◆ Consigne de l'exercice
Écrivez la suite de la critique du film Distant Voices ci-dessous, en reprenant juste après sa dernière phrase.

◆ Extrait choisi
((

SYNOPSIS : Dans les années 1950, à Liverpool, une famille se prépare pour le mariage de Eileen, la fille aînée. Cette cérémonie est l’occasion pour la fratrie de se souvenir de leur père, personnage violent et froid qui faisait preuve ponctuellement d’amour pour ses enfants. Au fil du temps, les deux autres enfants du foyer se marient également. Leur existence est alors rythmée par les souvenirs de leur jeunesse. Deux réalités se fondent entre-elles, le temps présent et le temps passé qui semblent inséparables.
Le réalisateur de Distant Voices, Terence Davies aime filmer le temps, la mémoire, et quoi de mieux que les relations familiales pour s’y employer. Ce sont les thèmes de prédilection qui irriguent sa filmographie. » Filmer, c’est ma raison d’être. Mais je ne tournerai jamais pour de l’argent. Le monde ne s’arrêtera pas si mes films n’existent plus. » A propos de Distant Voices, il ajoute » Il est en grande partie un portrait détaillé du style de vie traditionnel de la classe ouvrière qui a formé et sculpté mon enfance. C’est aussi un hommage à ma mère et à ma famille, un hommage à une culture morte depuis longtemps et à une façon de vivre aujourd’hui disparue et dont il ne reste plus qu’un vague et lointain souvenir. » Ce qui imprime tout de suite dans Distant voices est une mise en scène. Elle est glaçante, tant elle alterne avec parfois des jeux de lumières, des plans fixes, des silences, une bande originale enivrante presque comme un long cri, quelques moments de joies familiales et beaucoup de scènes sur le mode d’une véritable déferlante de violence paternelle. C’est bien sûr aussi cette séparation de la double réalité dans la temporalité de ce passé traumatique qui forge un présent tellement encore abimé. Même absent, l’abominable patriarcat est encore bien trop présent. C’est comme si Distant Voices était un film schizophrénique, au rythme de la folie du père. Il existe également des nombreux jeux de symétrie parfaite dans les plans sur notamment le positionnement des personnages, qui vient en contrepoint d’une dissociation permanente. Dans le passé, on hurle sous les coups du père, dans le présent, c’est parfois presque une comédie musicale, tant ça chante entre autres pour le mariage d’Eileen. C’est d’ailleurs assez bouleversant quand la jeune mariée confie à sa fratrie que tout juste mariée, elle ne se sent pas différentes d’avant. Elle comptait sur la magie de cette union pour effacer toutes les blessures précédentes. Un aveu terrifiant.

))

◆ Section des données
((

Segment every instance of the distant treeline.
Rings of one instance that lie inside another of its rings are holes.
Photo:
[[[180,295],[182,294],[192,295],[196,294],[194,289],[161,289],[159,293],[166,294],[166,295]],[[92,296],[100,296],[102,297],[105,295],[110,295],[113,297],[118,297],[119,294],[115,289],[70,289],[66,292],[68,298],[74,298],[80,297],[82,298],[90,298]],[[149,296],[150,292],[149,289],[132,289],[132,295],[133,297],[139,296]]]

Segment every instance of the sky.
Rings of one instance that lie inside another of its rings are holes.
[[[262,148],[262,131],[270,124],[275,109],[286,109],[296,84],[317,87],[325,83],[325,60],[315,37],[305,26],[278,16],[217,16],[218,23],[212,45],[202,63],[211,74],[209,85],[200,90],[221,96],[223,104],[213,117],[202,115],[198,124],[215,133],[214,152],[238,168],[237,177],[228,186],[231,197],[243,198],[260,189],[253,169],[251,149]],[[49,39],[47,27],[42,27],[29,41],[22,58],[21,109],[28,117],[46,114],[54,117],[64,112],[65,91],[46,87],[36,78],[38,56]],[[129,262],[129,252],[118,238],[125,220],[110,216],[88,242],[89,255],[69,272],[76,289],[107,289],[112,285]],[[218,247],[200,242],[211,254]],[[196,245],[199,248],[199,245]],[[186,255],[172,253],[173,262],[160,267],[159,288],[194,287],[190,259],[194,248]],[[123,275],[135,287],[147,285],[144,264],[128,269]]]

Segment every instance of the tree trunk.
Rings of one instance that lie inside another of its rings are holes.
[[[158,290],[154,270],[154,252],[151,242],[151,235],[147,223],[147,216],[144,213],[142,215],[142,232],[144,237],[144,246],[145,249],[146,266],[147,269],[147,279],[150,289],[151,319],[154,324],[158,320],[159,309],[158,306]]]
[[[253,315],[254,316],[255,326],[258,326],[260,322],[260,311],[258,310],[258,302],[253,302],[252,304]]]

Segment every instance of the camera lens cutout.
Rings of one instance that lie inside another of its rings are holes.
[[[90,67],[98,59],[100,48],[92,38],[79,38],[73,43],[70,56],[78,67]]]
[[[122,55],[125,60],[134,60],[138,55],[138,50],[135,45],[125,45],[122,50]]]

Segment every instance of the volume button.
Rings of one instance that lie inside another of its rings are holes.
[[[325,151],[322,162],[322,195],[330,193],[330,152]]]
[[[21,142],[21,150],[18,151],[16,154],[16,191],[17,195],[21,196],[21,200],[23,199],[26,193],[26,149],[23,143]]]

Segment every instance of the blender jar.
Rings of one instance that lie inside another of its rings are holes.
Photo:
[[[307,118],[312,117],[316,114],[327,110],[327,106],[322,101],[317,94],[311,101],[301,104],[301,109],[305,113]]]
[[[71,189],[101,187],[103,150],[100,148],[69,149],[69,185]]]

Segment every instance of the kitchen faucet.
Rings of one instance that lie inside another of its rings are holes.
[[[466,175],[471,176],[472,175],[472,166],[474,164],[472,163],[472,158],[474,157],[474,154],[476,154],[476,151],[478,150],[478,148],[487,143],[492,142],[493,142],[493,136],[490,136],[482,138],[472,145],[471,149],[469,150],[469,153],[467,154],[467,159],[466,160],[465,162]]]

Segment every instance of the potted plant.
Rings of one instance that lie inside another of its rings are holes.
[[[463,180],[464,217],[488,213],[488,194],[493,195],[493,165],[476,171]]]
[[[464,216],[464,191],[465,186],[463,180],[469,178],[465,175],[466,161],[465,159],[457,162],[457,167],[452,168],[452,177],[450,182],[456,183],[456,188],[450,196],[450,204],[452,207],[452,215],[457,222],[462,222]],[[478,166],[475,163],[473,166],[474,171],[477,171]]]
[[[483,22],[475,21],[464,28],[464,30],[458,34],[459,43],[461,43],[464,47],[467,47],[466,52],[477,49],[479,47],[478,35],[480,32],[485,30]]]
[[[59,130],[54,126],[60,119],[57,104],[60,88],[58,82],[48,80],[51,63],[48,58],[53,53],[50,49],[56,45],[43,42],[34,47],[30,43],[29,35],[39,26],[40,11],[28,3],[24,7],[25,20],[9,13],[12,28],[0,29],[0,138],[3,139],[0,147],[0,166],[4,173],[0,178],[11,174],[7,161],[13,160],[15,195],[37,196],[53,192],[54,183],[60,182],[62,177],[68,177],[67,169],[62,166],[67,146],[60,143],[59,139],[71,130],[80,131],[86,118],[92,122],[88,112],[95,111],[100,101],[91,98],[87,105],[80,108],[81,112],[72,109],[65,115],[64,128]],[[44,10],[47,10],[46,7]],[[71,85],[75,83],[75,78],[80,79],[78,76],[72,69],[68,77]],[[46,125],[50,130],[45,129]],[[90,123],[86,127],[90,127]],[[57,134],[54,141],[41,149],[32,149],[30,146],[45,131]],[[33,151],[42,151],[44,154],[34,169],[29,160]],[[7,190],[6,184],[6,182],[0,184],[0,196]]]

))

◆ Résultat de l'exercice
Distant voices est décidément en permanence coupé en deux quand on sait que le film est en fait un dytique dont une première partie (Distant voices) est tournée en 1985, puis une seconde (Still Lives) en 1987. Un père qu’il est presque déstabilisant de voir interpréter par Pete Postlethwaite, quand avant on a vu et tant aimé Au nom du père (1993) où celui dont Spielberg disait en 1997 qu’il était » le meilleur acteur du monde « , incarnait l’antithèse du personnage qu’il joue ici en termes d’une infinie bonté et d’une démonstration d’amour bouleversante pour les siens. C’est ici évidemment le pire dans l’expression d’une violence ordinaire, des coups, des cris sur sa femme, sur ses enfants. Une violence qui est presque exacerbée par les rares instants de répit où il se montre aimant. La folie est presque plus sidérante quand elle n’est pas constante, un peu comme la bipolarité filmée au plus près dans Les Intranquilles (2021).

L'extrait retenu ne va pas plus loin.